*** Opening of Data shown ***
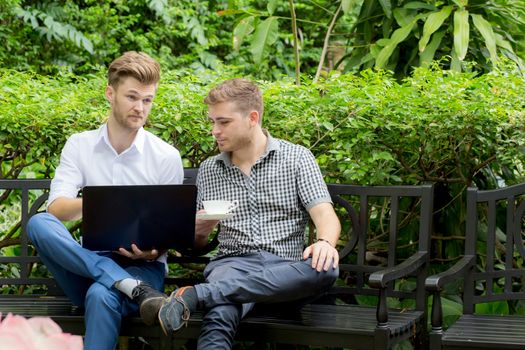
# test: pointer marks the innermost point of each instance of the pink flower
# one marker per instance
(37, 333)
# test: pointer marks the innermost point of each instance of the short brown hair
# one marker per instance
(134, 64)
(246, 95)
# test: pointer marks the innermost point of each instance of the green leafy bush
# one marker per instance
(451, 129)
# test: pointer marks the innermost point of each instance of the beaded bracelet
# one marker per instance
(324, 240)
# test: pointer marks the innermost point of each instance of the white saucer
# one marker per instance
(205, 216)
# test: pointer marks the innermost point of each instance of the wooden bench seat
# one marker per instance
(493, 259)
(486, 332)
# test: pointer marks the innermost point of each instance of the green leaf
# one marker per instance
(501, 42)
(265, 35)
(461, 33)
(485, 28)
(346, 6)
(272, 5)
(418, 5)
(241, 30)
(428, 53)
(434, 22)
(398, 36)
(461, 3)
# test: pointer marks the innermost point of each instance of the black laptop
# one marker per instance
(151, 216)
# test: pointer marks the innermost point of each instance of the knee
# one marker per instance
(36, 223)
(225, 316)
(331, 275)
(99, 296)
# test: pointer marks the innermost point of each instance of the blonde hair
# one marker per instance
(244, 93)
(134, 64)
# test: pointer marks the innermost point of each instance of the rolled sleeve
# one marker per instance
(312, 189)
(68, 177)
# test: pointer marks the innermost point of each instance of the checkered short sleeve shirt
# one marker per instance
(273, 200)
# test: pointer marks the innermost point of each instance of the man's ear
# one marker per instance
(255, 117)
(110, 93)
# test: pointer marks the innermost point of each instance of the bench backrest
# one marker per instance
(18, 255)
(374, 221)
(383, 226)
(495, 239)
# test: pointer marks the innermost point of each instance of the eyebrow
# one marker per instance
(133, 91)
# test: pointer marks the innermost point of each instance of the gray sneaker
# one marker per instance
(174, 312)
(149, 300)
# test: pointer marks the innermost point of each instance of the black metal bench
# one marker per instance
(378, 301)
(491, 272)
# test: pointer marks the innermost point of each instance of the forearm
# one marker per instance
(327, 223)
(66, 209)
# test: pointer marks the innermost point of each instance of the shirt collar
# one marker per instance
(138, 142)
(271, 145)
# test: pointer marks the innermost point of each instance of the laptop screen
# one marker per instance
(151, 216)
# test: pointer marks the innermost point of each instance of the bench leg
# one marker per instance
(382, 338)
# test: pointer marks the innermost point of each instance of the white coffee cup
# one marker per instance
(219, 206)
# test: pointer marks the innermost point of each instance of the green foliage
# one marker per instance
(411, 33)
(448, 128)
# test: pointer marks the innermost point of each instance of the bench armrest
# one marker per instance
(436, 282)
(380, 279)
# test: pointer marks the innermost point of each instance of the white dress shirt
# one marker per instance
(89, 159)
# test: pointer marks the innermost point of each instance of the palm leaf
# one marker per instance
(461, 33)
(485, 28)
(434, 22)
(265, 35)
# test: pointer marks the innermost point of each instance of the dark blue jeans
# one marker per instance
(88, 278)
(234, 284)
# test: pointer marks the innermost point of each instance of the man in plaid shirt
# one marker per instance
(262, 256)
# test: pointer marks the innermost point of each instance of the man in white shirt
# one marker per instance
(109, 285)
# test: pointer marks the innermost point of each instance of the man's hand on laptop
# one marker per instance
(136, 253)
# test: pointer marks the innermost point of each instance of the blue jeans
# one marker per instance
(234, 284)
(88, 278)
*** Close of Data shown ***
▶ _Task_:
In the records above, find each line that mentions the string "sleeve", then copy it.

▶ _Task result_:
# test: pointer marks the innermost point of each instance of the rolled sleeve
# test: pointer marks the innermost point of each instance of the checkered short sleeve shirt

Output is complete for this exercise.